▶ BRIEF
Below are several entries. Transcribe exactly those lines that fall from the one with "action | put a dot on each instance of the rank" through the one with "query | gear-shaped emblem", end lines included.

▶ INPUT MATERIAL
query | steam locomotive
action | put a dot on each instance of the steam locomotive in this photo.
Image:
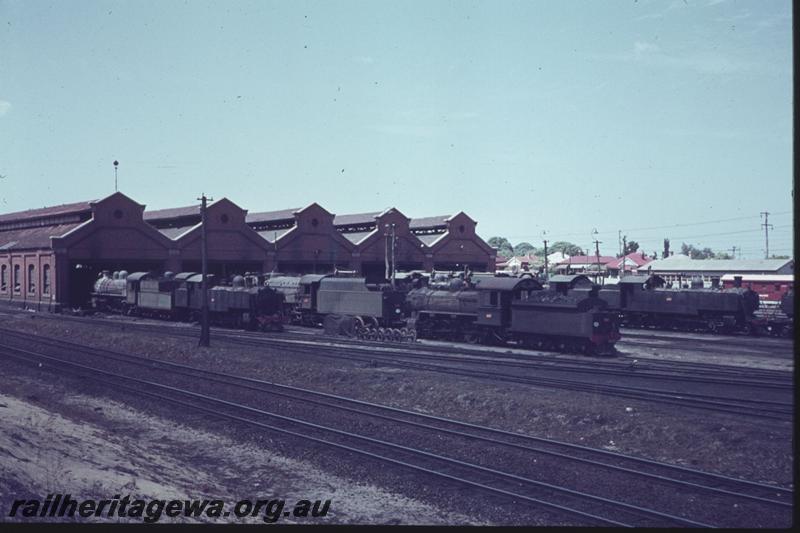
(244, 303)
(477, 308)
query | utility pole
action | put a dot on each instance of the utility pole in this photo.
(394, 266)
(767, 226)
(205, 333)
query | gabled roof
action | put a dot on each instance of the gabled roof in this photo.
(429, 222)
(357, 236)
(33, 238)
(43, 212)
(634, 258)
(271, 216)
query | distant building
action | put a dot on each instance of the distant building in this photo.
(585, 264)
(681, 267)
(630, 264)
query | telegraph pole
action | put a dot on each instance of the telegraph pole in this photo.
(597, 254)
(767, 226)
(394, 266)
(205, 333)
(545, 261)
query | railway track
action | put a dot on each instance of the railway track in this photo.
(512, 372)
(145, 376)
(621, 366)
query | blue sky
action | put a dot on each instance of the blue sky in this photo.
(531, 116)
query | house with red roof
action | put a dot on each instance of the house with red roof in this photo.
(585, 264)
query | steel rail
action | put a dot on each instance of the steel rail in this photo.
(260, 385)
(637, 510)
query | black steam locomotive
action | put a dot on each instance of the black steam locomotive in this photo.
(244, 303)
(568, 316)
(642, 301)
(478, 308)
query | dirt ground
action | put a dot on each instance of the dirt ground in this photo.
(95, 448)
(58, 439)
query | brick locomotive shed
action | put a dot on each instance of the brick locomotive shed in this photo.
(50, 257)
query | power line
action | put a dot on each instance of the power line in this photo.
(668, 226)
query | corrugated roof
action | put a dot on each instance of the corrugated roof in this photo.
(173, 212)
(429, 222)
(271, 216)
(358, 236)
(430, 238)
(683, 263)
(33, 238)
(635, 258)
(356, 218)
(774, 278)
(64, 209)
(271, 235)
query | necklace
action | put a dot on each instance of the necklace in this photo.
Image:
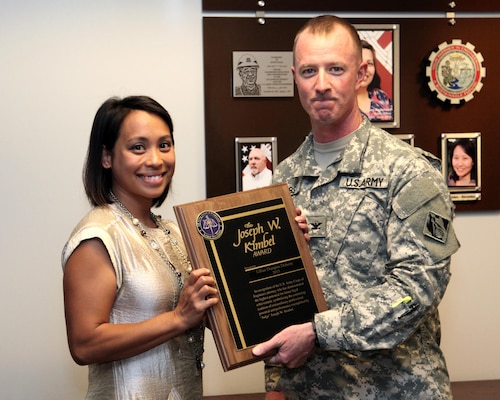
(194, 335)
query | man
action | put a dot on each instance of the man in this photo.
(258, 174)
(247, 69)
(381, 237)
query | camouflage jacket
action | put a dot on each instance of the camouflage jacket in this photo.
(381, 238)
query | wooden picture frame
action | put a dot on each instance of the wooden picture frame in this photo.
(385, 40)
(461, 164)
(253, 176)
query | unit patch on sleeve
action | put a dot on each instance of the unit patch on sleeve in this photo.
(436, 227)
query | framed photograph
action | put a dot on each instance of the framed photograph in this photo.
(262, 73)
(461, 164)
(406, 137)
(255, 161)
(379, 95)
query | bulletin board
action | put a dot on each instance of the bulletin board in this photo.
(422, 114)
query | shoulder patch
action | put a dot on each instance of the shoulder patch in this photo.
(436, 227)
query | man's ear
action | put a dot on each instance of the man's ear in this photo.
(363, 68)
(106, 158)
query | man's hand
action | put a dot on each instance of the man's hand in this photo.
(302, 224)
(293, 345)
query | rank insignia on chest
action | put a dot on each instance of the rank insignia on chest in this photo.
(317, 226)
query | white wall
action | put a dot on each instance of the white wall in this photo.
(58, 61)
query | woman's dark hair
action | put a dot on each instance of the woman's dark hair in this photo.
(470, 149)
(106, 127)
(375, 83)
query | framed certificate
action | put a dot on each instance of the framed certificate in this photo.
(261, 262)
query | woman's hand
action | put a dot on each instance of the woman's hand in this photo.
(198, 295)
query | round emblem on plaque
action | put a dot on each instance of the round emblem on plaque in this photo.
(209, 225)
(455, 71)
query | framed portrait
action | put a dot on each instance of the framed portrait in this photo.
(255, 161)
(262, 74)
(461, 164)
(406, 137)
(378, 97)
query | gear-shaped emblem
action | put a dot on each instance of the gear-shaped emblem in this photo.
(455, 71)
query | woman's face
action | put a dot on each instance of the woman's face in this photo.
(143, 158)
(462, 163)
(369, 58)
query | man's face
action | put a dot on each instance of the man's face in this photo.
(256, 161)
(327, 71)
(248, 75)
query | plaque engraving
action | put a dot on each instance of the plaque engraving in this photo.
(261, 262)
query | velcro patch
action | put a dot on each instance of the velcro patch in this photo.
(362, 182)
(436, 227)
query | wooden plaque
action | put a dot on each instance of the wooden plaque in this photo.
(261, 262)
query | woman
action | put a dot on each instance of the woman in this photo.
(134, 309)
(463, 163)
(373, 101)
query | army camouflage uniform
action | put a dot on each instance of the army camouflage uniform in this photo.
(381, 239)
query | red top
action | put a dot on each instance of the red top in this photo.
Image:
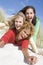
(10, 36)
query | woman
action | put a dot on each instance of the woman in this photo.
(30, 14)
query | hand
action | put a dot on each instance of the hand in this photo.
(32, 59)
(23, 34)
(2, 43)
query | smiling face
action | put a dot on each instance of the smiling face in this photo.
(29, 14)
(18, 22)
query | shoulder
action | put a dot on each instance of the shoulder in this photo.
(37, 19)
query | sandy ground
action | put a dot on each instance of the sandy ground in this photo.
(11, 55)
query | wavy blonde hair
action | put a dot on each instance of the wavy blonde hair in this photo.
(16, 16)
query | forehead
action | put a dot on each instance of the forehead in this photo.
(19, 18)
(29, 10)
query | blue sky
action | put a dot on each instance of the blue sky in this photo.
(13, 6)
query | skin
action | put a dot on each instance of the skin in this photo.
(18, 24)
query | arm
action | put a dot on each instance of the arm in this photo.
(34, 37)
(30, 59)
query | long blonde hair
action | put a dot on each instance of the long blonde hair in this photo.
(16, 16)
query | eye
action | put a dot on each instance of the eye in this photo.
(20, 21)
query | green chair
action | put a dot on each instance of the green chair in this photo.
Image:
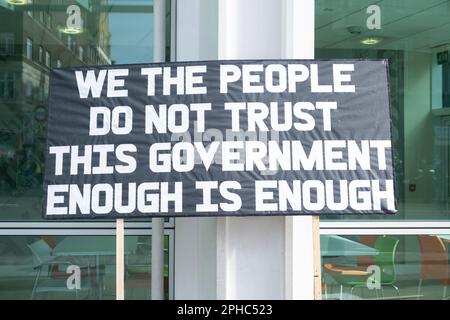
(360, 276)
---
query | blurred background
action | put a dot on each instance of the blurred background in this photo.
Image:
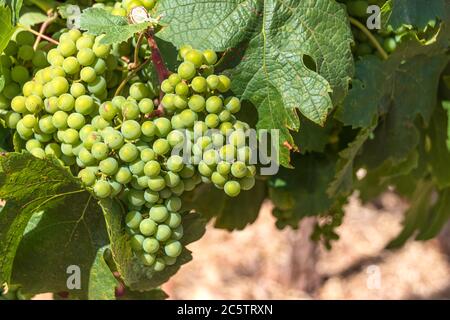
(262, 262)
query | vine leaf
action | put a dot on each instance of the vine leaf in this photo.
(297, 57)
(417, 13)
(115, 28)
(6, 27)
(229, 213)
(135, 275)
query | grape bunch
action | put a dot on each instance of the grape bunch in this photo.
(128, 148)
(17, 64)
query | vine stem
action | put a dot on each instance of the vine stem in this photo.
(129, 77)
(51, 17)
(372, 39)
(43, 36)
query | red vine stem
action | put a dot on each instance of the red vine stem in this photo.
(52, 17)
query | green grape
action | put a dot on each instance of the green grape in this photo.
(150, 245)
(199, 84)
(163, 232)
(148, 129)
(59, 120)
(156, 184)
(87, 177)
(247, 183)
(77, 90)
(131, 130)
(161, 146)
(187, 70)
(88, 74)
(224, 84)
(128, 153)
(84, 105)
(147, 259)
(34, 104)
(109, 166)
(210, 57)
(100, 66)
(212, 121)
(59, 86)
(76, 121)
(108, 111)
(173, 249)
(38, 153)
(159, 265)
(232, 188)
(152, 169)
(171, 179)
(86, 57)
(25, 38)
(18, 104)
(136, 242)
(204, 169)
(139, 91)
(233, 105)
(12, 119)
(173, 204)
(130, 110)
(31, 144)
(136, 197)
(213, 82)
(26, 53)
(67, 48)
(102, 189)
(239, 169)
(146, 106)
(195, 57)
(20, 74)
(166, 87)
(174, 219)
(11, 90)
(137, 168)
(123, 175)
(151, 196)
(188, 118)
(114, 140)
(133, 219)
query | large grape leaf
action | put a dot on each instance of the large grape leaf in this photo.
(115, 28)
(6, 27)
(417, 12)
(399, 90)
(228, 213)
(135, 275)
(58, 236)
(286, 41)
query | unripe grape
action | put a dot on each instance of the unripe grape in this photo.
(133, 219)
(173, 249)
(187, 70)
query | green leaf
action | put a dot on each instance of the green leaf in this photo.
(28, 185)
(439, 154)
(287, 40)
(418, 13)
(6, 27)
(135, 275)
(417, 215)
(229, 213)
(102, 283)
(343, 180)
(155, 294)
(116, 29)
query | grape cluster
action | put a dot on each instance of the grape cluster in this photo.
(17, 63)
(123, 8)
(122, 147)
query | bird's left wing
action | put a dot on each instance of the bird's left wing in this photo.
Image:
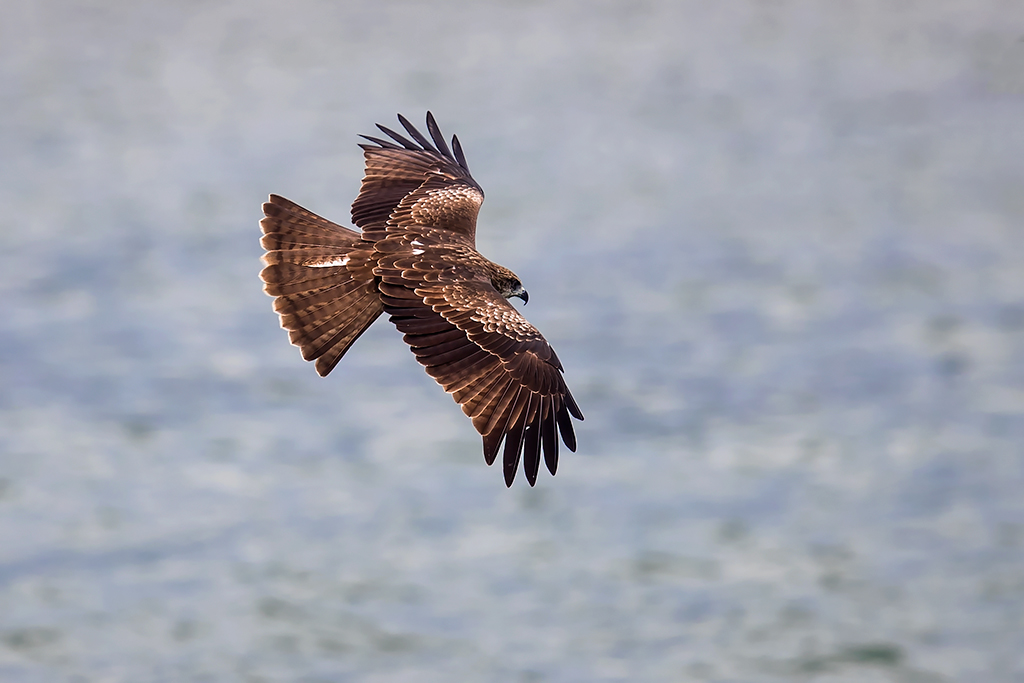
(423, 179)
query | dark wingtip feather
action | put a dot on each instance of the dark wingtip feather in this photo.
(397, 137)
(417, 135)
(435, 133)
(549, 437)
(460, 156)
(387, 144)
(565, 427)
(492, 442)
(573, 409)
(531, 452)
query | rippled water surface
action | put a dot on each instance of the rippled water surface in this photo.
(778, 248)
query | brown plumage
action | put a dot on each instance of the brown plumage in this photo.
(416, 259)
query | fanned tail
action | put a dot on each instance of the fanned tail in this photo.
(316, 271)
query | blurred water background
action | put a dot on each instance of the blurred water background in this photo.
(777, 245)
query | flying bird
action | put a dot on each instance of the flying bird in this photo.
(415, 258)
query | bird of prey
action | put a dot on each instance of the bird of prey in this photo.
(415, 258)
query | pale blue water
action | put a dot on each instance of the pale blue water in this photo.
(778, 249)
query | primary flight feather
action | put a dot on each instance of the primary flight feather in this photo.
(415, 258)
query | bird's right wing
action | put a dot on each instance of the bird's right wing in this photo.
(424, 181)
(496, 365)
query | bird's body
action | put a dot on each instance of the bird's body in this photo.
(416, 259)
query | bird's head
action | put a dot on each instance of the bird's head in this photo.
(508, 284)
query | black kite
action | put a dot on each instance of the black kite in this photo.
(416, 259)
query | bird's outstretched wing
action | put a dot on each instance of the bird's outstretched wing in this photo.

▶ OUTPUT
action | put a dot on each instance of the rank insignia on chest in this photo.
(317, 226)
query | white wall
action | put a dot on each instance of the white wall in this photo.
(58, 61)
query | woman's dark hair
action | put a dot on each instance of the woman's dark hair in this photo.
(470, 149)
(106, 127)
(375, 83)
query | framed certificate
action | put a dot on each instance of the framed certificate in this photo.
(261, 262)
query | woman's hand
action | put a dot on each instance of the woman's hand in this photo.
(198, 295)
query | round emblem on plaque
action | put a dot on each instance of the round emblem on plaque in this photo.
(209, 225)
(455, 71)
query | framed portrait
action | put a dot on each instance of the framed portrait in this photo.
(255, 161)
(262, 74)
(461, 164)
(406, 137)
(378, 97)
query | gear-shaped emblem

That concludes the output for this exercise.